Stored records

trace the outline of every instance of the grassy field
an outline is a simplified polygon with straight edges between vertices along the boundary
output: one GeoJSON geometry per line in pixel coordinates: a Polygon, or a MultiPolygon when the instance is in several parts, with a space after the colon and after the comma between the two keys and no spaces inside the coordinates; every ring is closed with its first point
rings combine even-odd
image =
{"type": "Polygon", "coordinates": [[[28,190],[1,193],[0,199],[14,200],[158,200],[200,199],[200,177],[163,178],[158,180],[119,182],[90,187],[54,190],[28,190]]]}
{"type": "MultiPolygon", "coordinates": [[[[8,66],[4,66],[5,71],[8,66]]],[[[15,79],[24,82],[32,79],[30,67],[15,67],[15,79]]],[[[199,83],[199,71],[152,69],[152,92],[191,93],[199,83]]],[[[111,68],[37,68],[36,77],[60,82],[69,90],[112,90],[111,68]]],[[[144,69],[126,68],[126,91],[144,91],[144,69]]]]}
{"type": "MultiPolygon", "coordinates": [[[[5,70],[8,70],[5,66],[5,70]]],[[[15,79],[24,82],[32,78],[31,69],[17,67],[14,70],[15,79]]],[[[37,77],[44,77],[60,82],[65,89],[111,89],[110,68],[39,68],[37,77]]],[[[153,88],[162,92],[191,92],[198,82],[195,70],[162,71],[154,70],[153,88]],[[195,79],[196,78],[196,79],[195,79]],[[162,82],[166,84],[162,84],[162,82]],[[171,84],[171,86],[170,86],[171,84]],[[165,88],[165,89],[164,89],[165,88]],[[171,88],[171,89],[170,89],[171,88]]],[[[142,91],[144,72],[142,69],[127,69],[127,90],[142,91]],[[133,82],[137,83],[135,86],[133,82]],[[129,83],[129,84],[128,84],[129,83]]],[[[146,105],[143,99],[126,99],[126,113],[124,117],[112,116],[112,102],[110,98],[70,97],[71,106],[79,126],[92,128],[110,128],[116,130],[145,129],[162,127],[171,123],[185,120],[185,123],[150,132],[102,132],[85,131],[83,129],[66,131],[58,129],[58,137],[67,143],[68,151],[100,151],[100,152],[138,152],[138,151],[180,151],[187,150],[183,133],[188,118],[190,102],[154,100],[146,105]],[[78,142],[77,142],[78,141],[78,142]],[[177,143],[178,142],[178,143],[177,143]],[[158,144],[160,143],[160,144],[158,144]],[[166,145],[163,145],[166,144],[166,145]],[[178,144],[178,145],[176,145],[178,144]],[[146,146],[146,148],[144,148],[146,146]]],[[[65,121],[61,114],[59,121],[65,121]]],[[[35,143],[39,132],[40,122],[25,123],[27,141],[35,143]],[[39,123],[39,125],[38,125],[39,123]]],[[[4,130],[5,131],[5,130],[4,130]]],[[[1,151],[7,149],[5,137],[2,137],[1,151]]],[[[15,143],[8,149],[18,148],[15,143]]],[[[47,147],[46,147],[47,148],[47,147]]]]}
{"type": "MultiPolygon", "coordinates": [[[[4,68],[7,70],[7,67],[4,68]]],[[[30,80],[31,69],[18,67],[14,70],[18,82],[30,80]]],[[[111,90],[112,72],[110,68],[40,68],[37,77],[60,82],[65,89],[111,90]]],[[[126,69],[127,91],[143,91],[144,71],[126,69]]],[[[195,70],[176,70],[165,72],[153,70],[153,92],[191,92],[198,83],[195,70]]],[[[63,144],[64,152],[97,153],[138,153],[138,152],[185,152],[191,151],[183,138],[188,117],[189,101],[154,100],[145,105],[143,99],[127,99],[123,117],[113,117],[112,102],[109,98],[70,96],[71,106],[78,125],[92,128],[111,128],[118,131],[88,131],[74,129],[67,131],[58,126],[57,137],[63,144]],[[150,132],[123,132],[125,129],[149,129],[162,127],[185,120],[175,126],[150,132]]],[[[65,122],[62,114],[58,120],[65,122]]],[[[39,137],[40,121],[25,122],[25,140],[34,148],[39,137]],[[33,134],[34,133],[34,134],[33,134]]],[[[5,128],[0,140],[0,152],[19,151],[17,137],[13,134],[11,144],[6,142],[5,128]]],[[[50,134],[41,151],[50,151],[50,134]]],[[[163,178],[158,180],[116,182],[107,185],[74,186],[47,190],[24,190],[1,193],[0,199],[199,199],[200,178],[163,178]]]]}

• **Set task**
Reproduce the full set of records precisely.

• **Full solution**
trace the outline of every instance of the grassy field
an outline is a simplified polygon with straight edges between vertices along the boundary
output: one GeoJSON geometry per line in pixel coordinates: a Polygon, or a MultiPolygon when the instance is in several parts, with a space after the colon and after the comma between the two keys and no spaces inside the coordinates; every ring is closed with its first point
rings combine even-odd
image =
{"type": "Polygon", "coordinates": [[[28,190],[1,193],[0,199],[14,200],[158,200],[200,199],[200,177],[163,178],[158,180],[119,182],[90,187],[54,190],[28,190]]]}
{"type": "MultiPolygon", "coordinates": [[[[8,66],[4,66],[5,71],[8,66]]],[[[15,79],[24,82],[32,79],[30,67],[15,67],[15,79]]],[[[199,83],[199,71],[152,69],[152,92],[191,93],[199,83]]],[[[111,68],[37,68],[36,77],[60,82],[69,90],[112,90],[111,68]]],[[[144,69],[126,68],[126,91],[144,91],[144,69]]]]}
{"type": "MultiPolygon", "coordinates": [[[[5,70],[8,70],[5,66],[5,70]]],[[[15,79],[24,82],[32,78],[31,69],[17,67],[14,70],[15,79]]],[[[37,77],[44,77],[60,82],[65,89],[111,89],[110,68],[39,68],[37,77]]],[[[153,88],[162,92],[191,92],[198,82],[195,70],[162,71],[154,70],[153,88]],[[195,79],[196,78],[196,79],[195,79]],[[162,82],[166,84],[162,84],[162,82]],[[171,84],[171,86],[170,86],[171,84]],[[165,88],[165,89],[164,89],[165,88]],[[171,88],[171,89],[170,89],[171,88]]],[[[142,91],[144,72],[142,69],[127,69],[127,90],[142,91]],[[133,82],[137,83],[135,86],[133,82]],[[129,83],[129,84],[128,84],[129,83]]],[[[146,105],[143,99],[126,99],[126,113],[124,117],[112,116],[112,102],[110,98],[70,97],[71,106],[79,126],[92,128],[110,128],[116,130],[145,129],[162,127],[171,123],[185,120],[185,123],[150,132],[102,132],[85,131],[83,129],[66,131],[58,129],[58,137],[67,143],[68,151],[100,151],[100,152],[138,152],[138,151],[180,151],[187,150],[183,133],[188,118],[190,102],[154,100],[146,105]],[[78,142],[77,142],[78,141],[78,142]],[[177,143],[178,142],[178,143],[177,143]],[[158,144],[160,143],[160,144],[158,144]],[[166,145],[163,145],[166,144],[166,145]],[[178,144],[178,145],[176,145],[178,144]],[[146,146],[146,148],[144,148],[146,146]]],[[[65,121],[61,114],[59,121],[65,121]]],[[[35,143],[39,132],[40,122],[25,123],[27,141],[35,143]],[[39,123],[39,125],[38,125],[39,123]]],[[[4,130],[5,131],[5,130],[4,130]]],[[[1,151],[7,149],[5,137],[2,137],[1,151]]],[[[15,143],[8,149],[18,148],[15,143]]],[[[47,147],[46,147],[47,148],[47,147]]]]}
{"type": "MultiPolygon", "coordinates": [[[[4,68],[7,70],[7,67],[4,68]]],[[[30,80],[31,69],[18,67],[14,70],[18,82],[30,80]]],[[[111,90],[112,72],[110,68],[40,68],[37,77],[60,82],[65,89],[111,90]]],[[[126,69],[127,91],[143,91],[144,71],[126,69]]],[[[195,70],[176,70],[165,72],[153,70],[153,92],[191,92],[198,83],[195,70]]],[[[63,144],[64,152],[97,153],[138,153],[138,152],[185,152],[191,151],[183,138],[188,117],[189,101],[154,100],[145,105],[143,99],[127,99],[123,117],[113,117],[112,102],[109,98],[70,96],[71,106],[78,125],[92,128],[111,128],[118,131],[88,131],[74,129],[67,131],[58,126],[57,137],[63,144]],[[150,132],[123,132],[125,129],[149,129],[162,127],[185,120],[175,126],[150,132]]],[[[65,122],[62,114],[58,120],[65,122]]],[[[39,137],[40,121],[25,122],[25,140],[34,148],[39,137]],[[33,134],[34,133],[34,134],[33,134]]],[[[5,128],[0,140],[0,152],[19,151],[17,137],[13,134],[11,144],[6,142],[5,128]]],[[[50,134],[41,151],[50,151],[50,134]]],[[[163,178],[158,180],[116,182],[107,185],[74,186],[47,190],[24,190],[1,193],[0,199],[199,199],[200,178],[163,178]]]]}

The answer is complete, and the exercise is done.